[Stored data entries]
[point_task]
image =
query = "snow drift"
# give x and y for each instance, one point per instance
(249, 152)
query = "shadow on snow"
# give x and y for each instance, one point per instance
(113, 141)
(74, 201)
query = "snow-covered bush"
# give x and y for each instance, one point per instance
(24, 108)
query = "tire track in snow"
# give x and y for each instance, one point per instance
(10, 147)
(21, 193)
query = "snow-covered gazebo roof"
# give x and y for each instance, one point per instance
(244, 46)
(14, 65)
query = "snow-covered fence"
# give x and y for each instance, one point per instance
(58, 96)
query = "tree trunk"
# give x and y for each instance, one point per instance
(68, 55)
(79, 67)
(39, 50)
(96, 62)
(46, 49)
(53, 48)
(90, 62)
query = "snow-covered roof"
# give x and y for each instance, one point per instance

## WHAT YOU SHOULD DO
Reproduce all of the material above word for word.

## FINISHED ANSWER
[point_task]
image =
query = "snow drift"
# give x and y for each instance, one point per instance
(249, 152)
query = "shadow on snow"
# give x and y for each instance, one point per instance
(113, 141)
(74, 201)
query = "snow-covered bush"
# give x and y for each instance, one point per instance
(24, 108)
query = "tire track in snow"
# give x and y for each instance, one point per instance
(10, 147)
(21, 193)
query = "snow-covered gazebo roof"
# give x and y for each instance, one point per instance
(244, 46)
(14, 65)
query = "snow-covered fence"
# give x and y for each instance, one point per instance
(58, 96)
query = "tree trunk"
# give x and y for each instance, one point per instance
(68, 55)
(79, 67)
(39, 50)
(96, 62)
(46, 49)
(53, 48)
(90, 62)
query = "snow-covered roof"
# give x and y for each instance, one point per instance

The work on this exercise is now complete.